= Exercise details =
Please retype the listing below, matching every line exactly.

= Task material =

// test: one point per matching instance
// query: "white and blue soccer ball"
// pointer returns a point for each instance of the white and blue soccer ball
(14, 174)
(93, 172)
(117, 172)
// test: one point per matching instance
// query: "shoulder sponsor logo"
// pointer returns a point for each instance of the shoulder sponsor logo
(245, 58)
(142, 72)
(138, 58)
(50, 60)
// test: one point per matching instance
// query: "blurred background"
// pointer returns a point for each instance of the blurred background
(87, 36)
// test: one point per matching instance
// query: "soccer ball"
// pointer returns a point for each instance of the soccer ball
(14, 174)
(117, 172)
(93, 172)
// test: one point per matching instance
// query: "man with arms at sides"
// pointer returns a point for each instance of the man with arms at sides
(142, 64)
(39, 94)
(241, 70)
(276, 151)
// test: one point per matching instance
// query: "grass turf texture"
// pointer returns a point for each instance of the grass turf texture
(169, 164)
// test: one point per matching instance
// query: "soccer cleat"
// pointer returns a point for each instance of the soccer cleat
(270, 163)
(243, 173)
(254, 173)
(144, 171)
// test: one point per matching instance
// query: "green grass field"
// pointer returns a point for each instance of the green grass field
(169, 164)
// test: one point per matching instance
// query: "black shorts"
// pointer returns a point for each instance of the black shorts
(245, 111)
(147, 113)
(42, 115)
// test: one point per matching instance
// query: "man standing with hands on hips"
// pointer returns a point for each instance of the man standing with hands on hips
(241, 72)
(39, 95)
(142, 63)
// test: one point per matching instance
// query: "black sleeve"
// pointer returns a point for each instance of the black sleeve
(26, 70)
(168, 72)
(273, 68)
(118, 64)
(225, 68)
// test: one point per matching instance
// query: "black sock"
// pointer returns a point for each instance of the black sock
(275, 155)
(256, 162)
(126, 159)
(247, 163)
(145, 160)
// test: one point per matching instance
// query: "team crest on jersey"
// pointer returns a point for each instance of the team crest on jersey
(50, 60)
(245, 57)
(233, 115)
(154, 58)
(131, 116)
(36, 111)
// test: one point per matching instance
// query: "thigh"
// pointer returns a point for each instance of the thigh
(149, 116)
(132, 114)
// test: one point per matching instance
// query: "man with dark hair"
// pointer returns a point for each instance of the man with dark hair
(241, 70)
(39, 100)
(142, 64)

= Task solution =
// test: one point per matching instance
// query: "white and blue soccer ball"
// pointer returns a point for each instance of the white and blue soccer ball
(14, 174)
(93, 172)
(117, 172)
// test: one point per matching instance
// query: "shoulder sponsor logo"
// pointer returns a point for each instance of the shoulder sponsor logo
(245, 58)
(142, 72)
(138, 58)
(50, 60)
// test: one point per matching instance
// query: "blurred background"
// pointer returns a point for each instance of the blurred background
(87, 36)
// test: one point per matching instance
// query: "soccer ball"
// pointer returns a point for each instance of the soccer ball
(14, 174)
(117, 172)
(93, 172)
// test: one point per matching instance
// query: "man with arms at sides"
// pointer returns a point for each instance of the man with arms at sides
(142, 64)
(39, 94)
(241, 70)
(276, 151)
// test: one point per matching instance
// query: "grass turf texture"
// pointer returns a point for each instance of the grass turf texture
(169, 164)
// test: one point per matching instance
// query: "soccer cleat"
// pointer returns a point for each instance of the soccer cleat
(270, 163)
(243, 173)
(254, 173)
(144, 171)
// test: one point per matching instance
// query: "green grass field"
// pointer returns a point for each instance of the green grass field
(169, 164)
// test: one point per matching instance
// query: "black shorts"
// pointer returns a point for each instance of the black shorts
(245, 111)
(147, 113)
(42, 115)
// test: one point per matching instance
// query: "man standing with hands on hips"
// pointer returns a point for each instance of the man standing with hands on hips
(241, 72)
(39, 95)
(142, 63)
// test: one point per matching instance
// query: "black sleeve"
// pointer returns a point for each instance of the black sleeve
(26, 70)
(168, 72)
(273, 68)
(118, 64)
(225, 68)
// test: one point per matching instance
// query: "black sock"
// pointer returns a point for each instance of the black sock
(275, 155)
(256, 162)
(126, 159)
(247, 163)
(145, 160)
// test: one point per matching instance
// query: "team crest on jersey"
// pointer returns a point for each instance of the team crest on jersey
(50, 60)
(245, 57)
(233, 115)
(154, 58)
(131, 116)
(36, 111)
// test: one point per matching instance
// query: "thigh"
// pointer returns a point for each instance of the thigh
(149, 116)
(132, 114)
// test: one point per matching instance
// query: "man with dark hair"
// pointer returns a point for each instance of the man with dark hair
(241, 70)
(39, 100)
(142, 64)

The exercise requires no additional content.